━━ Selected excerpt

- Directed by: John de Rantau
- Written by: John de Rantau Garin Nugroho
- Produced by: Garin Nugroho
- Starring: Clara Sinta Samuel Tunya Minus C. Caroba
- Cinematography: Suadi Hutama
- Edited by: Andhy Pulung
- Music by: Fahmi Alatas
- Distributed by: SET Foundation
- Release date: 2005;
- Running time: 93 minutes
- Country: Indonesia
- Language: Indonesian
- Budget: Rp 400 million

= Mencari Madonna =

Mencari Madonna (Looking for Madonna) is a 2005 film by Indonesian director John de Rantau. Produced to raise awareness of HIV/AIDS in Papua, it starred Clara Sinta, Samuel Tunya, and Minus C. Caroba.

==Plot==
At a mob (party) in Papua, Minus (Minus C. Caroba), a high school student, is preparing for sexual relations with twin girls. Meanwhile, his friend Joseph (Samuel Tunya) and Yolanda have sex in the shadows of the party. Unbeknownst to Joseph, Yolanda is infected with AIDS.

When Yolanda's family discover her infection, they burn her alive as she has shamed the family. Together with Minus, Joseph — now aware that he is infected — makes his way back to his hometown to look for a job cutting agarwood. In town, they meet a prostitute named Madonna (Clara Sinta), who was sent to Papua from Java by her pimp after being infected with AIDS.

When she discovers that Joseph is also infected, she takes him in, while refusing advances by other woodcutters. When he dies, Madonna and Minus mourn in their own ways, Madonna by lighting a candle and Minus by watching a video of his friend.

==Production==
Mencari Madonna was sponsored by the Science, Esthetics, and Technology (Sains Estetik Teknologi, or SET) Foundation, which was established by Garin Nugroho; Nugroho also produced. John de Rantau was chosen to direct; it was his feature film debut, although he had shot sinetron (local soap operas) before. According to the director and producer, the film arose from a trip the two made to Papua at the behest of the current governor. In Papua, they discovered that the area's permissive attitude towards premarital sex had led it to having the second-most HIV/AIDS cases in Indonesia.

━━━━

Description of the task:
Extend the article on the 2005 film Mencari Madonna, starting right after its final sentence about Papua's HIV/AIDS cases.

━━ Dataset excerpts

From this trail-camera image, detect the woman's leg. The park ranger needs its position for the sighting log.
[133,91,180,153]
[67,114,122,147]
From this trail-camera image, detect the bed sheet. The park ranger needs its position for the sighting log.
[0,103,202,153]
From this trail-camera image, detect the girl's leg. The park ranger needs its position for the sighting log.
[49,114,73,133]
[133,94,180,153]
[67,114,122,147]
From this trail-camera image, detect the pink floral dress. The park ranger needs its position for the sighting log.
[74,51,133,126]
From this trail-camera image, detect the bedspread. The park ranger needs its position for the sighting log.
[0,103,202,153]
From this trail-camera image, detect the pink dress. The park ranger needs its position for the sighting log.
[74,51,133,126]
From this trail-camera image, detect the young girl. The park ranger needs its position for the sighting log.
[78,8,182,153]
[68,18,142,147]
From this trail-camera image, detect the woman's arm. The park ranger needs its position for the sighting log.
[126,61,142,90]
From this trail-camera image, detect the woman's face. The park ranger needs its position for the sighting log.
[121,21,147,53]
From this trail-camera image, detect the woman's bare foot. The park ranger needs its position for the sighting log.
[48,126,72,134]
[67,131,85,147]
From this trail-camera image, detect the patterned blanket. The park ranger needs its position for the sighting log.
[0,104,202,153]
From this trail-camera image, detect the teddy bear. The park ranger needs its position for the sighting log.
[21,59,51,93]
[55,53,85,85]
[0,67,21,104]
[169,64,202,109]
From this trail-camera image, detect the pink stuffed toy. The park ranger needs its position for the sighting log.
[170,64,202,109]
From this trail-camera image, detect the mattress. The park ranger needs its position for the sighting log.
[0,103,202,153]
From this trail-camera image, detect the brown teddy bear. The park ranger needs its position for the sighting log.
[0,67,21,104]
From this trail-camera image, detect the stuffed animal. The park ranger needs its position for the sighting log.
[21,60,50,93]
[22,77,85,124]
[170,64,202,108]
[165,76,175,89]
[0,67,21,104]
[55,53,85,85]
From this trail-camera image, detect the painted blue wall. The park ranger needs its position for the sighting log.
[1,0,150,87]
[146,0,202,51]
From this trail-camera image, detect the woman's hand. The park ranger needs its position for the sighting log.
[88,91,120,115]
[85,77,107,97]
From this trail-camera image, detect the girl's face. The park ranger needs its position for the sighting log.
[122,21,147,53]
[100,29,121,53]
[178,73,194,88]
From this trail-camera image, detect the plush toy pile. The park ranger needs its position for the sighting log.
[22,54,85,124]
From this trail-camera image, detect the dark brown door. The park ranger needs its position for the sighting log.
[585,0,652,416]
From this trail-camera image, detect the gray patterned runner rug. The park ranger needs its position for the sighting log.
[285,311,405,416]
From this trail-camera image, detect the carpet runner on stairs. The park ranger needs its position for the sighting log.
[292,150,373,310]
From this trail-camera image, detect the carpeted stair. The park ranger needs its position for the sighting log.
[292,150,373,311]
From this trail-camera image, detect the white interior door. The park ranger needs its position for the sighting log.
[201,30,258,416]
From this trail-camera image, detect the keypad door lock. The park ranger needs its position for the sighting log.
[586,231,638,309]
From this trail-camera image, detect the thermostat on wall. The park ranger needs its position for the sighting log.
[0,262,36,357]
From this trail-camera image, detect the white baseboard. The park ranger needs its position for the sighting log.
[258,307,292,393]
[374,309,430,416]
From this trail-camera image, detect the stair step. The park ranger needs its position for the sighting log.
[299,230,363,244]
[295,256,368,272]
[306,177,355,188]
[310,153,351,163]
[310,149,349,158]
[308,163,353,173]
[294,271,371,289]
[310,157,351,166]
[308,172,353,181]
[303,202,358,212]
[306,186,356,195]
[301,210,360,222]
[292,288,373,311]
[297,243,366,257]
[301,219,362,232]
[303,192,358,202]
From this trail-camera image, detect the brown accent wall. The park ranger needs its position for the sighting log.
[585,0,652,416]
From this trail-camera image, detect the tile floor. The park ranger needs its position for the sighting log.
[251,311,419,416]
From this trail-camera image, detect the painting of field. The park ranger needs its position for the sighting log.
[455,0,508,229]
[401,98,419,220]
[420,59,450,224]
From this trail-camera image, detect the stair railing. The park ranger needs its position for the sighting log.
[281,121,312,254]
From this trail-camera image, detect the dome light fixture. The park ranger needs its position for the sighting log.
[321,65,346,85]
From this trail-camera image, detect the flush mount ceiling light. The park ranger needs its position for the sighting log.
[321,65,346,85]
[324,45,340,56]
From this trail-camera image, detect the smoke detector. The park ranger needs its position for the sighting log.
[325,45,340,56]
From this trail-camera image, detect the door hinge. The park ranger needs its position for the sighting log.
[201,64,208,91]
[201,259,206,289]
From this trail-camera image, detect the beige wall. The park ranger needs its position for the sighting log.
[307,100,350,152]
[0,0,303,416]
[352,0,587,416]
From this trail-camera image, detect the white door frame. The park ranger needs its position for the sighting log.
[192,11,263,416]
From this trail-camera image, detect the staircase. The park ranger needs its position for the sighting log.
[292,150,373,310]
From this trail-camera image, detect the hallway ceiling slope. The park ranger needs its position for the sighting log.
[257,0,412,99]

━━━━

Result:
When Nugroho was unable to provide a shooting script, de Rantau and the locally-cast actors shot — Clara Sinta was the only professional actor involved — without one. The film, with a budget of Rp 400 million (US$50,000), was finished in one week. Leo Sutanto of SinemArt donated Rp 300 million towards its production.

==Style==
Mencari Madonna minimises its depictions of violence; Evieta Fadjat, writing for Tempo, notes that several scenes, including the one in which Yolanda is burned to death by her parents, could have been further expanded on, but were only shown as flashes. She also noted that there was much symbolism involved, such as sex scenes being represented by shots of green bras. De Rantau described the film as a visual essay, which had shot using the French theory of "outer cinema".

==Release and reception==
Mencari Madonna was released in 2005. In 2006 it was screened at the Alba International Film Festival in Italy under the title In cerca di Madonna.

Dennis Harvey, who reviewed the film for Variety when it was screened at the San Francisco Film Festival in 2006, wrote that the film had "upbeat, progressive-minded content despite melodramatics", but suffered from plot holes exacerbated by poor subtitles.